━━━━━ Excerpted passage ━━━━━

The woman sued the gynecologist; the general surgeon who had assisted the obstetrician/gynecologist with surgery also was named as a defendant. A $562,000 verdict was returned against the obstetrician/gynecologist alone.
A 34-year-old Illinois woman underwent diagnostic laparoscopy for suspected endometriosis in 1995. During the procedure the woman's bladder was perforated, but the problem went unrecognized. The patient was discharged despite failing to exhibit the ability to void. Her husband phoned the operating physician's office that afternoon and told a nurse that the patient was having severe abdominal pain that did not decrease with ibuprofen and that fluid from the incision site was soaking through several washcloths. The nurse put the man on hold and informed the doctor of the woman's complaints. The physician did not speak with the patient and told the nurse to prescribe acetaminophen with codeine. Around midnight the woman went to a hospital, where she was diagnosed with a perforated bladder, peritonitis, and disseminated intravascular coagulation. She required an open laparotomy to repair the bladder perforation.
The woman sued the physician, who contended that perforation of the bladder was a known complication of the procedure and that the woman's bladder perforation was retroperitoneal, so intraoperative recognition of the perforation was not the standard of care. The physician also maintained that the phone call was handled properly, since postoperative pain is expected. A $409,090 verdict was returned by the jury. The verdict is subject to a $150,000 setoff from a settlement with the hospital.
A Colorado woman sued her gynecologist and the hospital, claiming that the he perforated her colon during a vaginal hysterectomy, necessitating a diverting colostomy and colostomy takedown. She further alleged that the physician failed to timely diagnose her condition after the hysterectomy.
The gynecologist denied that he perforated the bowel and argued that the woman developed a postoperative infection. He specifically maintained that the bowel specimen removed in the second surgery did not reveal perforation. A confidential settlement was reached with the hospital, but a defense verdict was returned for the physician. He was also awarded costs of $37,000.
In delivering an infant in 1986, an Ohio obstetrician encountered a shoulder dystocia. Following the delivery, the child was diagnosed with a brachial plexus injury and has a partial paralysis of her right arm. In the lawsuit that followed, lawyers for the child claimed her injuries resulted from the physician applying excessive downward traction on her head during delivery.
The obstetrician contended that her care met or exceeded the applicable standards and that the child's injury was not caused by the use of excessive traction. She argued that the injury had been caused in utero and during delivery as a result of a combination of uterine contractions, the expulsive forces of labor, and the use of a usual amount of traction. The jury returned a verdict for the child in the amount of $900,000.
Many times, the factual information available about the cases presented here is incomplete. Thus it may not always be possible to discuss all of the elements of negligence or nuances involved in a given situation. The outcomes described also may not reflect the current standard of care or the best practice in obstetrics and gynecology. What these cases do represent are the types of clinical situations in the specialty that typically result in litigation and the variation in jury verdicts and awards across the nation. Some of the cases described have merit but many do not.
Dawn Collins. Legally Speaking. Contemporary Ob/Gyn 2003;3:31-32.

━━━━━

Study questions
a. List every dollar amount in the malpractice case summaries.
b. In the malpractice case summaries, what procedure did the 34-year-old Illinois woman have when her bladder was perforated?

━━━━━ Input data ━━━━━

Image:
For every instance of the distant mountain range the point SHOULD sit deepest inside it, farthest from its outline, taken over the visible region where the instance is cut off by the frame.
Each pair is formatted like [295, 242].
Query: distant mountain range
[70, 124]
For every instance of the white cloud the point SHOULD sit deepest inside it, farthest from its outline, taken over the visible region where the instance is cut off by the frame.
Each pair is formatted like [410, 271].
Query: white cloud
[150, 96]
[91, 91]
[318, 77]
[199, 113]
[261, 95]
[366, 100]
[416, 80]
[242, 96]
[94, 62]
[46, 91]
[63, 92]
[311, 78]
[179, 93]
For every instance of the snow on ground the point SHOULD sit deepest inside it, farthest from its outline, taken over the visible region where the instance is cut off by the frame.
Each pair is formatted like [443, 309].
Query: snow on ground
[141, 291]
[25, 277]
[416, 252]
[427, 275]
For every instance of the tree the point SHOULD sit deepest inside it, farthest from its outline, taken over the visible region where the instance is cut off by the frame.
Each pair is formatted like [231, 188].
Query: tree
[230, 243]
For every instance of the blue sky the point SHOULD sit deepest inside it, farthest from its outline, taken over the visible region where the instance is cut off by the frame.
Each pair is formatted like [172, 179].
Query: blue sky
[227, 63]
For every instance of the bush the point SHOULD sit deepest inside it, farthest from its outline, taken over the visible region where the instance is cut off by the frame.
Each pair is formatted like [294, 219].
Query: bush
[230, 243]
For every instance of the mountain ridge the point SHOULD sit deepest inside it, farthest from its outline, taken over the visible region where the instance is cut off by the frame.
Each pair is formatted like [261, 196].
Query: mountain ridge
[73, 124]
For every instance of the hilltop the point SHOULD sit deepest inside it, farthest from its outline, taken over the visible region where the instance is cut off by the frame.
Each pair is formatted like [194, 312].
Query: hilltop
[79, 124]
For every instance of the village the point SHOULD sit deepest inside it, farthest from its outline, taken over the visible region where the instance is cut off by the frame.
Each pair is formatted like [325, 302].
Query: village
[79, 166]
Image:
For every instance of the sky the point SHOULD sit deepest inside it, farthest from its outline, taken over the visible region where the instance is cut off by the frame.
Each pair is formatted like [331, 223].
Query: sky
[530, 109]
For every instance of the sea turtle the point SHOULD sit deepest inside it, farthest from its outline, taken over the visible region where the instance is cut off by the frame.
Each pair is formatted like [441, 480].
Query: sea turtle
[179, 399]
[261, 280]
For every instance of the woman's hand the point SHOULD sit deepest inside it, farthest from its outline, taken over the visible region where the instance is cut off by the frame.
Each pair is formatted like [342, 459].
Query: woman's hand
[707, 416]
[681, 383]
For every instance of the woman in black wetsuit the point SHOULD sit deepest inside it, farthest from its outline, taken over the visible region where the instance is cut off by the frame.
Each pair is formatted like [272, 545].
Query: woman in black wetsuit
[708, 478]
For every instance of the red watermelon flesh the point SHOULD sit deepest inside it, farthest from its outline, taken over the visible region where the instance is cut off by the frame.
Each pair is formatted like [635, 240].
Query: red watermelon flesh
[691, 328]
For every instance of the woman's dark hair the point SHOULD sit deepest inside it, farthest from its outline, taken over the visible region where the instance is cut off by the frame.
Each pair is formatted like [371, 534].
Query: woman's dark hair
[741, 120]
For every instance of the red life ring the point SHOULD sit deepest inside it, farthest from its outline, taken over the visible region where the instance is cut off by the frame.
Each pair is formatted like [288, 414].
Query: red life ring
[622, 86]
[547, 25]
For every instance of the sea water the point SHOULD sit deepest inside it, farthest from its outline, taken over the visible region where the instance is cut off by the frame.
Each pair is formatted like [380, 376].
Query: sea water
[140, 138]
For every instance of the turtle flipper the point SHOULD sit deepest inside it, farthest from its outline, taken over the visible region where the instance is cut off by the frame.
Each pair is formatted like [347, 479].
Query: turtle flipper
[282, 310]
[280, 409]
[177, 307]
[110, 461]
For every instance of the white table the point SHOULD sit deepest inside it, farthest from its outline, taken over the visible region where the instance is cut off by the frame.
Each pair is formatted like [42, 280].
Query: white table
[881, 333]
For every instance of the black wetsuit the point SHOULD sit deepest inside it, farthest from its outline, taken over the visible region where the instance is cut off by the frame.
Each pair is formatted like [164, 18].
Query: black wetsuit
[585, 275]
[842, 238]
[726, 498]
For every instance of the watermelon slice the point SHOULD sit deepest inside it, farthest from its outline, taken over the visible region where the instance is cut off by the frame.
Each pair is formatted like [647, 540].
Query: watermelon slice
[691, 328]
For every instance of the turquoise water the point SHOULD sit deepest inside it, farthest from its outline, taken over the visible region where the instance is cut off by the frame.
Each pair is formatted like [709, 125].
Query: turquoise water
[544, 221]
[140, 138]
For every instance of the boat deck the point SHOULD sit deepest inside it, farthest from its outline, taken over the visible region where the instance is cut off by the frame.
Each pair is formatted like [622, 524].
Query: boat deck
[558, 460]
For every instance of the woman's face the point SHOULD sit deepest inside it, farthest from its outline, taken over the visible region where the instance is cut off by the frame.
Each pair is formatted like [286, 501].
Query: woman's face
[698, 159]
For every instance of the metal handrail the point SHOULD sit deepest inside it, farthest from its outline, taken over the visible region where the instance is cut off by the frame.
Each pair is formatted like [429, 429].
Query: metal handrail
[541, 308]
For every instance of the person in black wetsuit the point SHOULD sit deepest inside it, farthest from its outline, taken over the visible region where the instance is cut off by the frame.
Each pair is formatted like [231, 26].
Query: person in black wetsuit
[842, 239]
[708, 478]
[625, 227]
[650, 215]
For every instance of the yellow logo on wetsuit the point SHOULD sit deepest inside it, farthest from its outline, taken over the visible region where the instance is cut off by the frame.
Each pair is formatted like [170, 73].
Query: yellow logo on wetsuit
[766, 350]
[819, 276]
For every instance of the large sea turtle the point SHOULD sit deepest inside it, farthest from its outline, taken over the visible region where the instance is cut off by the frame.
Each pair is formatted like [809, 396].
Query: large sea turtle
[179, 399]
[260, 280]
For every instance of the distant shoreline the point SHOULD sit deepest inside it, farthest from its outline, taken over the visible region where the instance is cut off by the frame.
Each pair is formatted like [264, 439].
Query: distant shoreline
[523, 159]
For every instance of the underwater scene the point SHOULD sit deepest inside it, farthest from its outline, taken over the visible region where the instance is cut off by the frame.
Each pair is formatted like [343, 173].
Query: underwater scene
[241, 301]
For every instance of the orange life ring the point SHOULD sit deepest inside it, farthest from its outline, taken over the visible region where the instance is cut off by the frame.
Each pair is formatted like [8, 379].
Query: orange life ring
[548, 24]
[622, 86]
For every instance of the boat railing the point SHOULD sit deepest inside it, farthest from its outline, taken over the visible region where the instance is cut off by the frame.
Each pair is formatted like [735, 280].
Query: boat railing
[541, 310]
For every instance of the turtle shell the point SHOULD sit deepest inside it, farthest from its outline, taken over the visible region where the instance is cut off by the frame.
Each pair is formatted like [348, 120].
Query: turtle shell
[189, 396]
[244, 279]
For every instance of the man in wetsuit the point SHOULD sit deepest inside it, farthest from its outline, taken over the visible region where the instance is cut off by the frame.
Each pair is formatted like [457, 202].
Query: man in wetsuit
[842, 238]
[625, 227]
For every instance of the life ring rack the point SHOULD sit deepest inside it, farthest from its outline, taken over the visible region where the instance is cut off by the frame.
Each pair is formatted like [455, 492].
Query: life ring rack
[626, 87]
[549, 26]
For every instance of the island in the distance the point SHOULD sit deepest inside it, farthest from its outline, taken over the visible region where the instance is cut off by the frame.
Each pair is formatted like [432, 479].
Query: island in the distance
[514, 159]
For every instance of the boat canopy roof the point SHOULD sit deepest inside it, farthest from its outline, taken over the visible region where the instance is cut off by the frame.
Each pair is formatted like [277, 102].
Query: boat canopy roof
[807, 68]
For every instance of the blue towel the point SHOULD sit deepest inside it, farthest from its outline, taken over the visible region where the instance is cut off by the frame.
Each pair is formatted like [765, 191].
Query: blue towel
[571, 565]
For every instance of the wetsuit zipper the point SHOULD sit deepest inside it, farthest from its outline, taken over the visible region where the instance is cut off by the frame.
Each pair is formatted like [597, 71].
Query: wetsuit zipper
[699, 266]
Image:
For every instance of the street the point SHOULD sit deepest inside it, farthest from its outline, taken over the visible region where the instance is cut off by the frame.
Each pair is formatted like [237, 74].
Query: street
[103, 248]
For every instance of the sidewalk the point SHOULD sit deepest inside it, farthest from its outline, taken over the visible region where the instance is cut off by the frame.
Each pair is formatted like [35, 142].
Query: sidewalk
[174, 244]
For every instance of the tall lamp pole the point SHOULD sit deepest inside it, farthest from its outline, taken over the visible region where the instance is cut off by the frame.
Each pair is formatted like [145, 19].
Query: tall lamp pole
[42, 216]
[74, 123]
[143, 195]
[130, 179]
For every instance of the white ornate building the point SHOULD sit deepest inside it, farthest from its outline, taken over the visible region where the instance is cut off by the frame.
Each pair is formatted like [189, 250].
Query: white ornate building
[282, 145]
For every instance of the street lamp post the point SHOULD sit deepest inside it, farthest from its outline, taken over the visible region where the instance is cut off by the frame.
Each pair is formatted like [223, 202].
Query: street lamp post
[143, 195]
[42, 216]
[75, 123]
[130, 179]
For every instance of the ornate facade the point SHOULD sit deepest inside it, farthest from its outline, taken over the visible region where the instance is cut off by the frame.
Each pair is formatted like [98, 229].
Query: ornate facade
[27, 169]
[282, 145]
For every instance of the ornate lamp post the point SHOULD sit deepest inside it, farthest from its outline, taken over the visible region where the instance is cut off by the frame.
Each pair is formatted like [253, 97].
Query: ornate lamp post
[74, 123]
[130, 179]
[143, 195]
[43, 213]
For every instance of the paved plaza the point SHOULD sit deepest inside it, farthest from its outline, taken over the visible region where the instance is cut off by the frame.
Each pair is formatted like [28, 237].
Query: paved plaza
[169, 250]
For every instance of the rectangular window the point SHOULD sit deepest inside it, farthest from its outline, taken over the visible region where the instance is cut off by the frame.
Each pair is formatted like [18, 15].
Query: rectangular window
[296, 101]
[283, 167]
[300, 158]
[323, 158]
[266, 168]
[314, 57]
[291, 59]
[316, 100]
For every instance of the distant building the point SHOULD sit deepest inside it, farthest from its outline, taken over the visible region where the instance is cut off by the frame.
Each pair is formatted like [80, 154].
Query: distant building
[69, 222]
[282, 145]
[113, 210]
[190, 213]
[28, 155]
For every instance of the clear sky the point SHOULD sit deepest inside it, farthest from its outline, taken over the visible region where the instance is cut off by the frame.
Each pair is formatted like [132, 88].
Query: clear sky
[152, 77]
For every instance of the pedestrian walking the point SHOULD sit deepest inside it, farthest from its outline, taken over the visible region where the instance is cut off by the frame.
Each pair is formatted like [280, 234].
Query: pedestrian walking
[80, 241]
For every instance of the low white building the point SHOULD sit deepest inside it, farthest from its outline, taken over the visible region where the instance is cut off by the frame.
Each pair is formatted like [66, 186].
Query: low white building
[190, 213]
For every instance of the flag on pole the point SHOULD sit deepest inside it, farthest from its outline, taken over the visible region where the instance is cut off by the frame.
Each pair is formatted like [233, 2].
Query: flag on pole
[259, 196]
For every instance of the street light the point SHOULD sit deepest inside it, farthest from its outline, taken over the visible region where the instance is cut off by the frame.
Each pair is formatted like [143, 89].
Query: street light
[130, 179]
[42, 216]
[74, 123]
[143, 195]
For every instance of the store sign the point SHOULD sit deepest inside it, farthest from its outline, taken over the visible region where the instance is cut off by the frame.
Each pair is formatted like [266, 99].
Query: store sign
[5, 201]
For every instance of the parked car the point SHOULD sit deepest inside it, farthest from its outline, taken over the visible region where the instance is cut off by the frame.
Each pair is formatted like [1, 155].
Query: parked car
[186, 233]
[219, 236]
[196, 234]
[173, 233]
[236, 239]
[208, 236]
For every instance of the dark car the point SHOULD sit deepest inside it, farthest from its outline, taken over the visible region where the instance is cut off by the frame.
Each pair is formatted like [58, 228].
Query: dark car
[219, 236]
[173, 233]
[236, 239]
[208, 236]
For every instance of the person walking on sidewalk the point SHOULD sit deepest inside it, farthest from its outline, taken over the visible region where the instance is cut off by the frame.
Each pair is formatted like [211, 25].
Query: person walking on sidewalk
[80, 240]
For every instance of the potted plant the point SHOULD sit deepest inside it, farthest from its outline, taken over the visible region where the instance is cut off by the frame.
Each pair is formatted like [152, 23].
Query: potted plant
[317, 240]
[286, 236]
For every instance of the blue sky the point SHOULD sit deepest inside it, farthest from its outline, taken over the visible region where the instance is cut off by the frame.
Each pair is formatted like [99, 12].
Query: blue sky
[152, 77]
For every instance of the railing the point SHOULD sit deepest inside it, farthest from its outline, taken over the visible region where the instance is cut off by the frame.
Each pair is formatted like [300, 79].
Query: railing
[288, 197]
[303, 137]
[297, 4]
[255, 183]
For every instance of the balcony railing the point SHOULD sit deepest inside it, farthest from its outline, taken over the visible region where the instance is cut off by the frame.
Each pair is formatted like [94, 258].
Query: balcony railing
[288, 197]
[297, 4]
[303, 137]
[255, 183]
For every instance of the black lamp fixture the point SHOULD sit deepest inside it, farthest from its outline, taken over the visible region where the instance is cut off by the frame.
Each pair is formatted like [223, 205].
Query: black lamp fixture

━━━━━

Results for the exercise
a. $562,000; $409,090; $150,000; $37,000; $900,000

b. A diagnostic laparoscopy for suspected endometriosis.